> _Text section_
>>>>>

Unnamed: 0,roll_no,name,grade,marks,city
0,102,Aravind,B,15,Gurugram
1,101,Rahul,B,15,Delhi
2,104,Prateek,A,20,Delhi
3,103,Piyuesh,C,4,Gurugram
4,105,Kartik,A,22,Hyderabad


---

***Now, we have a mapping of city and state. We want to add another feature to our dataframe state using this mapping.***


Let's create the city_state_mapping 

---

In [123]:
city_state_mapping = pd.DataFrame({
    'city' :  ['Gurugram', 'Delhi', 'Hyderabad', 'Faridabad'],
    'state' : ['Haryana',  'Delhi', 'Telangana', 'Haryana']
})
city_state_mapping

Unnamed: 0,city,state
0,Gurugram,Haryana
1,Delhi,Delhi
2,Hyderabad,Telangana
3,Faridabad,Haryana


***Now, we want to add another column state to the `student_df` using the `city_state_mapping`. We can do this by doing a left join. We need to use the merge function and set the parameters `how='left'` and `on='city`.***


---

In [125]:
student_df.merge(city_state_mapping, how='left', on='city')

Unnamed: 0,roll_no,name,grade,marks,city,state
0,102,Aravind,B,15,Gurugram,Haryana
1,101,Rahul,B,15,Delhi,Delhi
2,104,Prateek,A,20,Delhi,Delhi
3,103,Piyuesh,C,4,Gurugram,Haryana
4,105,Kartik,A,22,Hyderabad,Telangana


***Now, we have another dataframe that contains roll_no of some students. We need to find out the other details of the students. We can do this by using `right join`. You just need to set `how='right'`.***

---

In [126]:
roll_no = pd.DataFrame({
    'roll_no' : [ 102, 103]
})
roll_no

Unnamed: 0,roll_no
0,102
1,103


In [127]:
student_df

Unnamed: 0,roll_no,name,grade,marks,city
0,102,Aravind,B,15,Gurugram
1,101,Rahul,B,15,Delhi
2,104,Prateek,A,20,Delhi
3,103,Piyuesh,C,4,Gurugram
4,105,Kartik,A,22,Hyderabad


In [128]:
student_df.merge(roll_no, how='right', on='roll_no')

Unnamed: 0,roll_no,name,grade,marks,city
0,102,Aravind,B,15,Gurugram
1,103,Piyuesh,C,4,Gurugram


***Now, students participated in a placement drive and some of the students got placed and the details are given in the `student_selection` dataframe.***

---

In [129]:
student_selection = pd.DataFrame({
    'roll_no' : [102, 105, 101],
    'company' : ['ABC', 'XYZ', 'ABC'],
    'package (lpa)' : [ 8, 14.5, 11 ]
})
student_selection

Unnamed: 0,roll_no,company,package (lpa)
0,102,ABC,8.0
1,105,XYZ,14.5
2,101,ABC,11.0


***Now, we want to combine the `student_df` and `student_selection`. We can do this by using `outer/full join`. You need to set parameter `how = 'outer'`.***

---

In [131]:
student_df.merge(student_selection, how='outer', on='roll_no')

<<<<<

> _Collected data_
>>>>>

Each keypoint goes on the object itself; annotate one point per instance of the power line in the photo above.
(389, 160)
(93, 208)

<<<<<

> _Problem set_
1) Write out the pandas join tutorial again, starting at "0,102,ABC,8.0" and ending at "student_df.merge(student_selection, how='outer', on='roll_no')", substituting "placement_df" for each occurrence of "student_selection".
2) Translate this sentence from the pandas join tutorial into Spanish: "We can do this by doing a left join."
3) Carry on the pandas join tutorial from the point where it ends.

> _Written answers_
1)
0,102,ABC,8.0
1,105,XYZ,14.5
2,101,ABC,11.0


***Now, we want to combine the `student_df` and `placement_df`. We can do this by using `outer/full join`. You need to set parameter `how = 'outer'`.***

---

In [131]:
student_df.merge(placement_df, how='outer', on='roll_no')

2) Podemos hacer esto realizando un left join.

3)
Unnamed: 0,roll_no,name,grade,marks,city,company,package (lpa)
0,102,Aravind,B,15,Gurugram,ABC,8.0
1,101,Rahul,B,15,Delhi,ABC,11.0
2,104,Prateek,A,20,Delhi,,
3,103,Piyuesh,C,4,Gurugram,,
4,105,Kartik,A,22,Hyderabad,XYZ,14.5



***Now, consider it was a pool placement drive and students from multiple colleges participated. The college `"ZU UNIVERSITY"` got the list of students selected for the job. You need to find out the details of the students who got selected from the college `"ZU UNIVERSITY"`***


---

In [132]:
student_df = pd.DataFrame({
    'college': ['ZU UNIVERSITY', 'ZU UNIVERSITY', 'ZU UNIVERSITY', 'ZU UNIVERSITY', 'ZU UNIVERSITY'],
    'roll_no': [ 102, 101, 104, 103, 105],
    'name' : ['Aravind', 'Rahul', 'Prateek', 'Piyuesh', 'Kartik'],
    'grade': ['B', 'B', 'A', 'C', 'A'],
    'marks': [ 15, 15, 20, 4, 22],
    'city' : ['Gurugram', 'Delhi', 'Delhi', 'Gurugram', 'Hyderabad']
})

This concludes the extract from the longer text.